Task to complete:
Gather every line below that contains the word "surface", treating uppercase and lowercase letters as distinct.

[Excerpts from a dataset on object pointing]
..........

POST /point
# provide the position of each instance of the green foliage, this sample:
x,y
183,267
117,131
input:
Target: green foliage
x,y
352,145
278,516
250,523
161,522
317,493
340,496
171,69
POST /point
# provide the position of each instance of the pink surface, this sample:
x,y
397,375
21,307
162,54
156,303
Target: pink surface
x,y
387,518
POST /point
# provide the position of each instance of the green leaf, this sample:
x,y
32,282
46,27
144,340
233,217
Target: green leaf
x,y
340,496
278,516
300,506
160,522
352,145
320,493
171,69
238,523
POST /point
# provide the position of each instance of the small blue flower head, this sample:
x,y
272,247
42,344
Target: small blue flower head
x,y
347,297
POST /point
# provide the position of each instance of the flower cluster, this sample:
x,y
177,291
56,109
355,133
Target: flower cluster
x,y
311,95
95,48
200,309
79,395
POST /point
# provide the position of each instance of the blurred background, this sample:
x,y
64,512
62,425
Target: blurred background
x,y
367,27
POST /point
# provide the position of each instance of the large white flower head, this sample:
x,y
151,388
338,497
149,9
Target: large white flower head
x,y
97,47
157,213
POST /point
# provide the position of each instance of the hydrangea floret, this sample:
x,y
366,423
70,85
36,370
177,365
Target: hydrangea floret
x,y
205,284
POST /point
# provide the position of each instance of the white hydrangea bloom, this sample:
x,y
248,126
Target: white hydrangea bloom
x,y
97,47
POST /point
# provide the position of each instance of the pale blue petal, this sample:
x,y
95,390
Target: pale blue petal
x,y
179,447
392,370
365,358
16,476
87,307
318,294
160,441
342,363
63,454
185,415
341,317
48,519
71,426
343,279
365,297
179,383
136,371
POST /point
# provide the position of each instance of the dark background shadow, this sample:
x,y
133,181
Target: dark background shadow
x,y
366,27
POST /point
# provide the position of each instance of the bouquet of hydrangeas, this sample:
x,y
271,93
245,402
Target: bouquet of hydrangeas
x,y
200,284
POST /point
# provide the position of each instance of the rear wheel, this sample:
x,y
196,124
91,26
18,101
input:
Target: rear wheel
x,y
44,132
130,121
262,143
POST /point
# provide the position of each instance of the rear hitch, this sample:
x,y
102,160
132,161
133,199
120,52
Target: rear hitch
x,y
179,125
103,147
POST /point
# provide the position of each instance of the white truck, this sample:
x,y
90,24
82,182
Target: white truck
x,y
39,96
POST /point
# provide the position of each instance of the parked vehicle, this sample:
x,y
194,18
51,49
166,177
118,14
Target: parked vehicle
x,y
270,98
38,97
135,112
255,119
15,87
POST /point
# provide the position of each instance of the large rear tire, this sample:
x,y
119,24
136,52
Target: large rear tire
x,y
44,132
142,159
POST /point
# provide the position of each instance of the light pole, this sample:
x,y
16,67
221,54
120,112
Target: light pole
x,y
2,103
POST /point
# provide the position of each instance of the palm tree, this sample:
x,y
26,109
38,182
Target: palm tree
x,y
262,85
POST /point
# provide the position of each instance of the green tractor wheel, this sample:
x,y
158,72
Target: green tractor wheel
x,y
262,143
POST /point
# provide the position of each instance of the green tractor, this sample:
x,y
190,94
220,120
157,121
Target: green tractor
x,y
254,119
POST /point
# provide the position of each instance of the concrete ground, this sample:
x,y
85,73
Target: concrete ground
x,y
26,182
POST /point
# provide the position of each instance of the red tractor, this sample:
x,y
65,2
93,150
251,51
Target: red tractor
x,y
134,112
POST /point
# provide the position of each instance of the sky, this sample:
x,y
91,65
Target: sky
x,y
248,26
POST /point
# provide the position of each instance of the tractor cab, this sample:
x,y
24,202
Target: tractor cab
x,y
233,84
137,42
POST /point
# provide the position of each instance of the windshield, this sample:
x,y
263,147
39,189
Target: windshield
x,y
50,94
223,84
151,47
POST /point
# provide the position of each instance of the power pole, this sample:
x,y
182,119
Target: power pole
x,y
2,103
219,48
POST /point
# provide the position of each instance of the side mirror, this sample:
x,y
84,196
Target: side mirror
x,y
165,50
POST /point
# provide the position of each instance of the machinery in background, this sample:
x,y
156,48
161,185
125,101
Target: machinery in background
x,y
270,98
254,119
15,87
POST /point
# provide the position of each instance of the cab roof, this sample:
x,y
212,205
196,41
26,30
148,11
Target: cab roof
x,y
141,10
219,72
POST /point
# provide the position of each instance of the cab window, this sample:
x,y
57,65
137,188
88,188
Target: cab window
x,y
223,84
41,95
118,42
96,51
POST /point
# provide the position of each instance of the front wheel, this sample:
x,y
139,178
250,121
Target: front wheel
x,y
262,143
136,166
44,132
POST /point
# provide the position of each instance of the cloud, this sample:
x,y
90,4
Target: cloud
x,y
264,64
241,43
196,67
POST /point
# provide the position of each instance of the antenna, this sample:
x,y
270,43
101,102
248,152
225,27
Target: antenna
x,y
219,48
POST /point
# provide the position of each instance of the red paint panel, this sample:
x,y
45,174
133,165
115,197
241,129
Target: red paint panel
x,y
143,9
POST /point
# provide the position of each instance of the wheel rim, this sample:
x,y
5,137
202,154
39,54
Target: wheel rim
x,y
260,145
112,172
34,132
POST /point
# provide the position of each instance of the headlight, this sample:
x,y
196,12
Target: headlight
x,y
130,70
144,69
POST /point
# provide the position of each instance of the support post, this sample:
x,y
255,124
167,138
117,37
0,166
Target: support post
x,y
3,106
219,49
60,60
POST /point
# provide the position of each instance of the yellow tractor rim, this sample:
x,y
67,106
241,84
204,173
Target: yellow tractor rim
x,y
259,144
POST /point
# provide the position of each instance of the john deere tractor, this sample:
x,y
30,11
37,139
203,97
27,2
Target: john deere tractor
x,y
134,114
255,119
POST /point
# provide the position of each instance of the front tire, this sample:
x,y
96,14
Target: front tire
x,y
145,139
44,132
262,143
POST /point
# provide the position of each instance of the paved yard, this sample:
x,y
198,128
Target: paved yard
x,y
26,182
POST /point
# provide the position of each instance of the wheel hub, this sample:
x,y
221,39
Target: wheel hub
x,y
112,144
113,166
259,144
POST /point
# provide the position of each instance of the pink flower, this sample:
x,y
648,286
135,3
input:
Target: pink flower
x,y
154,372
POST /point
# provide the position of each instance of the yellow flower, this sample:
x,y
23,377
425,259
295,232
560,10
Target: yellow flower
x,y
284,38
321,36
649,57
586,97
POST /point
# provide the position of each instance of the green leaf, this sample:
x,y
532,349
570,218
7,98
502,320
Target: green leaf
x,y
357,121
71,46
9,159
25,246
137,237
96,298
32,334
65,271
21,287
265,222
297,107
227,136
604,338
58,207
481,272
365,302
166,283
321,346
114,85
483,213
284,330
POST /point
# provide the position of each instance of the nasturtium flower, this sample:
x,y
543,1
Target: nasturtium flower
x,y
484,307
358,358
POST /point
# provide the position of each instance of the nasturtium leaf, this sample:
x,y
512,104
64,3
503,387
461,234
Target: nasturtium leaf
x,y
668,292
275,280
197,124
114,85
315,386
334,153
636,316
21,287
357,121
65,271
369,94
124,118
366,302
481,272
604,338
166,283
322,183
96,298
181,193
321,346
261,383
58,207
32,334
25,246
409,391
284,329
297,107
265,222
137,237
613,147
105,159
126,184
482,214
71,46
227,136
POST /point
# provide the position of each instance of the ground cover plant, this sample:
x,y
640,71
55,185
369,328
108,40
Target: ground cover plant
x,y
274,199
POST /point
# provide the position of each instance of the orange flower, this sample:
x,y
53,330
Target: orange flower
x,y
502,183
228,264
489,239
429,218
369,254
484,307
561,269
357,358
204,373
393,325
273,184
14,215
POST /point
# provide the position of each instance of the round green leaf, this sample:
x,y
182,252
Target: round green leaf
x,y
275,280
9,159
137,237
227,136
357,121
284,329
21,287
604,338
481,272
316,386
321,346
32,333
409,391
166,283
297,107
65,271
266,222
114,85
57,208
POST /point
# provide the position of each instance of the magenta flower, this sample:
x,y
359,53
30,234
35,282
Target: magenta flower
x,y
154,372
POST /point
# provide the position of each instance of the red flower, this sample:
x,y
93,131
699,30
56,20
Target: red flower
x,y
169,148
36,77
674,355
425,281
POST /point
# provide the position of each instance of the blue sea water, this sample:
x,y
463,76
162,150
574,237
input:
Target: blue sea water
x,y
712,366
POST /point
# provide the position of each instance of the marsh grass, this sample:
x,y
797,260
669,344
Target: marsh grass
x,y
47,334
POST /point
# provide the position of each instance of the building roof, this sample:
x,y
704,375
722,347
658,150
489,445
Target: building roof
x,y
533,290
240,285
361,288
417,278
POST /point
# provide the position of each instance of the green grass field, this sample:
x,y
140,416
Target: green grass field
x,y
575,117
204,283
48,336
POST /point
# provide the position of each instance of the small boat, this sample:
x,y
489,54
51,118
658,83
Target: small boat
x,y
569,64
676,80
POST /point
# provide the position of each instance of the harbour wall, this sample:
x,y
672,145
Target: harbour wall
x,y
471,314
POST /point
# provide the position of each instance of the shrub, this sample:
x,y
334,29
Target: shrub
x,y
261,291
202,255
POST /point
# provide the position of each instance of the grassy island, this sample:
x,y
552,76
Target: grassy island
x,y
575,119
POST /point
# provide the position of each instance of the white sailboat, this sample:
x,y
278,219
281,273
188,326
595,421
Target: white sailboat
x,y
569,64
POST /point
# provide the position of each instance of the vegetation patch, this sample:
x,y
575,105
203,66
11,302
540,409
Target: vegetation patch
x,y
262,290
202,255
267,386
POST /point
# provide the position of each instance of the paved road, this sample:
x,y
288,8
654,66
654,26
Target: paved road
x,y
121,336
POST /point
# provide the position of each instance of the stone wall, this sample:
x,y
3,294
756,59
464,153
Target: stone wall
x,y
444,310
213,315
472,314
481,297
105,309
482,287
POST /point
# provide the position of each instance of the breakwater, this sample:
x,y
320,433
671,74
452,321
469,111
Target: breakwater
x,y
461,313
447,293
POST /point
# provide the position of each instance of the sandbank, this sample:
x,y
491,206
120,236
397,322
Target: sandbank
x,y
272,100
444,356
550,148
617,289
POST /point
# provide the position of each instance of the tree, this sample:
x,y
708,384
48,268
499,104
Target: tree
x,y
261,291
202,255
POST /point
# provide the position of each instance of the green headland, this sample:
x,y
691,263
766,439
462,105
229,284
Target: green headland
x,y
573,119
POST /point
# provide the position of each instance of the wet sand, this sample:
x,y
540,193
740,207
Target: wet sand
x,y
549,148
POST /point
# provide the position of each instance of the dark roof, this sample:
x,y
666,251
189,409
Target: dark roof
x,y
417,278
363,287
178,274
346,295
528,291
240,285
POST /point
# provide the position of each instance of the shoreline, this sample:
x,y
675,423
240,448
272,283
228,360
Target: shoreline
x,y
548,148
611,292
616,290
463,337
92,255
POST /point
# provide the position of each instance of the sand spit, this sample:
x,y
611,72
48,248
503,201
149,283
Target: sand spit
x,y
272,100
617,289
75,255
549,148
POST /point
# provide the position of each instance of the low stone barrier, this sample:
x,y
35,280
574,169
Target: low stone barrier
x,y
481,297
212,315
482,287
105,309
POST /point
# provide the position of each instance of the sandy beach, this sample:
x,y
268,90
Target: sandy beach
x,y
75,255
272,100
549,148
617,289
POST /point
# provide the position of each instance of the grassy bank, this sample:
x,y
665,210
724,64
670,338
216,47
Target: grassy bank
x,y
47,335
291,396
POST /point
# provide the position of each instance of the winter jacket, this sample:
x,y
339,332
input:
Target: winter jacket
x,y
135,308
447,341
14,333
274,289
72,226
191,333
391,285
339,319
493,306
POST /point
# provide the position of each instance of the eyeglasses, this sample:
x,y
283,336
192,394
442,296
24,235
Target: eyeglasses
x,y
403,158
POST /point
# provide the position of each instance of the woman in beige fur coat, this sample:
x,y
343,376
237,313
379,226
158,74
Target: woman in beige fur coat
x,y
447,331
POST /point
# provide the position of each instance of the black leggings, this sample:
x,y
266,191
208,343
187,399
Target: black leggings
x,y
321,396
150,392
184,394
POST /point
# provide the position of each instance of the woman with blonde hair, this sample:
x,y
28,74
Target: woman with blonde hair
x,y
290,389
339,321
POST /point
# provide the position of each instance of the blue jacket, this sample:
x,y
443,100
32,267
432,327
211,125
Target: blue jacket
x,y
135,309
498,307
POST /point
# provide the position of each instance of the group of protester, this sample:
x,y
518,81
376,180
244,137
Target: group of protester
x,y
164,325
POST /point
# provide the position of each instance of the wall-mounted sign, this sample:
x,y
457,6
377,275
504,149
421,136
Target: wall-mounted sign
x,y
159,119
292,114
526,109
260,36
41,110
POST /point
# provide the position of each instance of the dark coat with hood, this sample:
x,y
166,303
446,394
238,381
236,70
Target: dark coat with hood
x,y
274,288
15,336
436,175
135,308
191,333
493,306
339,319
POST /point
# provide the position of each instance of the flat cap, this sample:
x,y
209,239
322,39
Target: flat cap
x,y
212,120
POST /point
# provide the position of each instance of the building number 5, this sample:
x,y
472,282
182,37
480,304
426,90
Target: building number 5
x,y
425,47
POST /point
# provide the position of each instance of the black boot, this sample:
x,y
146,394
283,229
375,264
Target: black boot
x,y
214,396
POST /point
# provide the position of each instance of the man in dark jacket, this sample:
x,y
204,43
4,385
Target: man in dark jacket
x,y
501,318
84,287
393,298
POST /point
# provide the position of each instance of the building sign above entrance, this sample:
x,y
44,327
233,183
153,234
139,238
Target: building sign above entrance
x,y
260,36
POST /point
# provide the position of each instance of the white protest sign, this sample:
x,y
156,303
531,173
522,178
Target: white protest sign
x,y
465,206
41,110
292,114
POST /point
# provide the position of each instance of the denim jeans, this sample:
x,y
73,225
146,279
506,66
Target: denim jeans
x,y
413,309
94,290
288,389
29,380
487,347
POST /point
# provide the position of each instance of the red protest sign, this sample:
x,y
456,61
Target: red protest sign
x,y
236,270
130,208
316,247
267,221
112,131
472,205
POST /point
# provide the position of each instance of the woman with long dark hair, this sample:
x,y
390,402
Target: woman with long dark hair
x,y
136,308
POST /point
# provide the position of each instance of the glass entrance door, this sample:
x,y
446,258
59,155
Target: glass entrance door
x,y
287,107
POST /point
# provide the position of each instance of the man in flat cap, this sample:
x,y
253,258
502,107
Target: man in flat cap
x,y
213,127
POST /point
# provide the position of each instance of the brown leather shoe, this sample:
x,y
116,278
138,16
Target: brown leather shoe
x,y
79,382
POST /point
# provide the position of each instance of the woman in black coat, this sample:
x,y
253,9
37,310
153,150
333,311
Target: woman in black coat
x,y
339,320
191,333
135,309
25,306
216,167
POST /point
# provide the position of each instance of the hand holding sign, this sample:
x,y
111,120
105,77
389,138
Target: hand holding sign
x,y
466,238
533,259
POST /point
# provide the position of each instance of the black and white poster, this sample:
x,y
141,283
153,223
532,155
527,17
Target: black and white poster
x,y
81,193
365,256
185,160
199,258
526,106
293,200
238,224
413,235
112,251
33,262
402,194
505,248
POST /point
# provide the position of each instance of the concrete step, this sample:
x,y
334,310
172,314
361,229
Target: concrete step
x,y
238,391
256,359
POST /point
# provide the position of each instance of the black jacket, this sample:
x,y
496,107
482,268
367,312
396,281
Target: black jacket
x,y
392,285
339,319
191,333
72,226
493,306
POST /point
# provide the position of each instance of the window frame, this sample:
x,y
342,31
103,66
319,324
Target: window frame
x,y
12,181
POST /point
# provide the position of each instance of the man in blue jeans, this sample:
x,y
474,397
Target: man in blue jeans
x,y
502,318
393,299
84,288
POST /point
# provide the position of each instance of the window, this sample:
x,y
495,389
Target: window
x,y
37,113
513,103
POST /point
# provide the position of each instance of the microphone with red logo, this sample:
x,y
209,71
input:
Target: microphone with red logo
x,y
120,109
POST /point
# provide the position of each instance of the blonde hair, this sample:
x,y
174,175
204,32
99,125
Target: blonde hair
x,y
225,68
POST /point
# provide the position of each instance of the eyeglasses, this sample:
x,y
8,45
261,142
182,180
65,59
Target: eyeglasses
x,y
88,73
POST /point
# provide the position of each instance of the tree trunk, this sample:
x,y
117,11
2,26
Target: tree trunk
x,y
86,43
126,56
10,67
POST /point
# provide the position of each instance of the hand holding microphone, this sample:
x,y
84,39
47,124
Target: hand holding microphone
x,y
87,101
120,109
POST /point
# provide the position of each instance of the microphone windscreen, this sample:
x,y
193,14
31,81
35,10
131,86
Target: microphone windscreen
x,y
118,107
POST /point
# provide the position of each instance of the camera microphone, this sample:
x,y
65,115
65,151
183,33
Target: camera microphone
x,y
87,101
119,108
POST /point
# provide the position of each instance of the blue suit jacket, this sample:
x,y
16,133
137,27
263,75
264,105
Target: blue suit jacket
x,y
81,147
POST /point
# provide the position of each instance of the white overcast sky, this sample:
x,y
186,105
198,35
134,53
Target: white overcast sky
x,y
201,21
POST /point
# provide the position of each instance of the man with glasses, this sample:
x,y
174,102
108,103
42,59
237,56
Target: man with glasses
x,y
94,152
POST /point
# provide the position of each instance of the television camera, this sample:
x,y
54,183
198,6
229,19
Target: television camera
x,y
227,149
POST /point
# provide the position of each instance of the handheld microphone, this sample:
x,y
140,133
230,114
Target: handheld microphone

..........

Output:
# provide the position of each instance of the pink surface, this sample:
Target: pink surface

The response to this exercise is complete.